> [Pagina]:

----

MG: Che tipo di lavori ti piacciono?
MB: Mi piacciono lavori senza trucchi, mistero, miti, senza sublimazione. Mi piace l’arte in cui l’idea e la sua traduzione in un’opera siano tutt’uno. Mi piace l’affermazione “what you see is what you get”, che intende una conoscenza a priori e un’esperienza nel vedere e nel recepire arte. Per intenderci, non sono una fan del wonderbra.
MG: Che scopo ha l’arte? Che scopo ha la tua arte?
MB: Per me l’arte, quando è buona, è come lo squillo di una sveglia. In questo senso, sono contenta che tutti i lavori “chilling” degli anni Novanta siano finiti. Che scopo abbia la mia arte non è una domanda a cui io posso rispondere. Non posso dare manuali d’istruzione a riguardo. Il mio approccio all’arte ha molto a che fare con l’arte stessa. Riguarda il domandarsi cosa sia l’arte, il sistema dell’arte e il relativo ruolo dell’artista al suo interno. Penso che l’arte possa elaborare così tante cose a un livello diverso rispetto alla letteratura, alla politica o a qualsiasi altra cosa. Allo stesso tempo il “non detto, il non parlato” dell’arte non è un campo di confusione o di ossessione personale; c’è un linguaggio molto specifico in arte, c’è una Storia e un sapere a cui riferirsi.
MG: Hai menzionato la Storia e la cultura, e c’è spesso un riferimento all’arte minimale nel tuo lavoro, o usi un vocabolario preso da movimenti artistici precedenti. Pensi che il tuo lavoro sia come un parassita sui lavori precedenti. Lo giudichi come un’appropriazione?

----

> [Contenuto del dataset]:
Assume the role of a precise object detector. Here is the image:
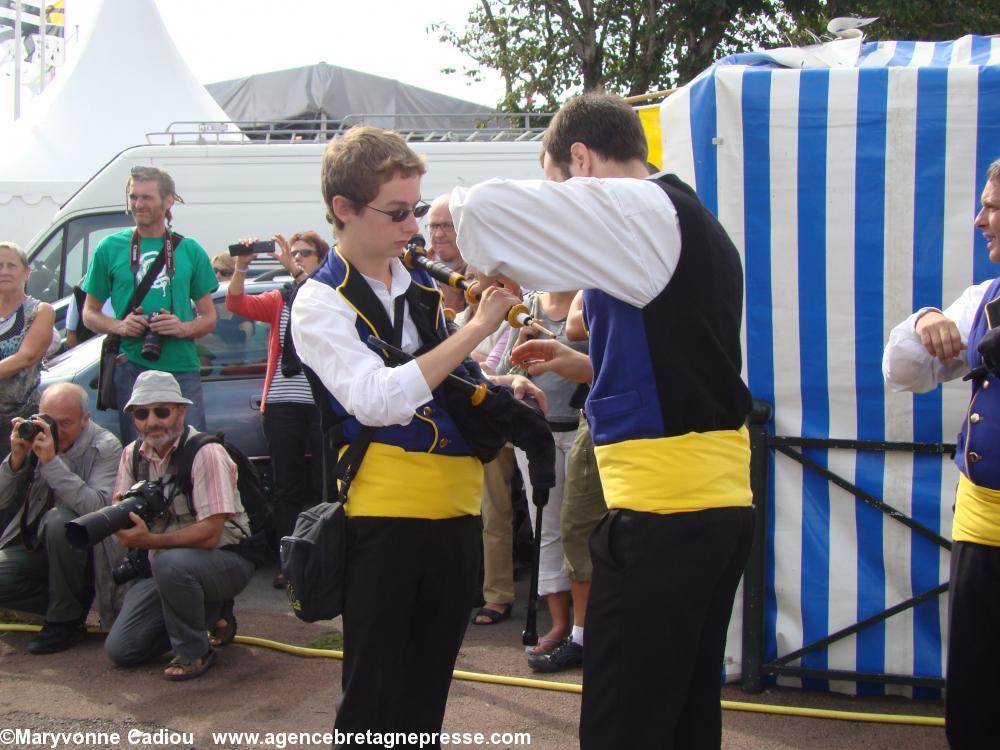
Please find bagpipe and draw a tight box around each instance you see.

----

> [Cosa fare]:
Estrai senza modifiche dall'intervista sull'arte il passo che si apre con le parole contenenti "MG: Hai menzionato" e si chiude con "giudichi come un’appropriazione?".

> [Soluzione dell'esercizio]:
MG: Hai menzionato la Storia e la cultura, e c’è spesso un riferimento all’arte minimale nel tuo lavoro, o usi un vocabolario preso da movimenti artistici precedenti. Pensi che il tuo lavoro sia come un parassita sui lavori precedenti. Lo giudichi come un’appropriazione?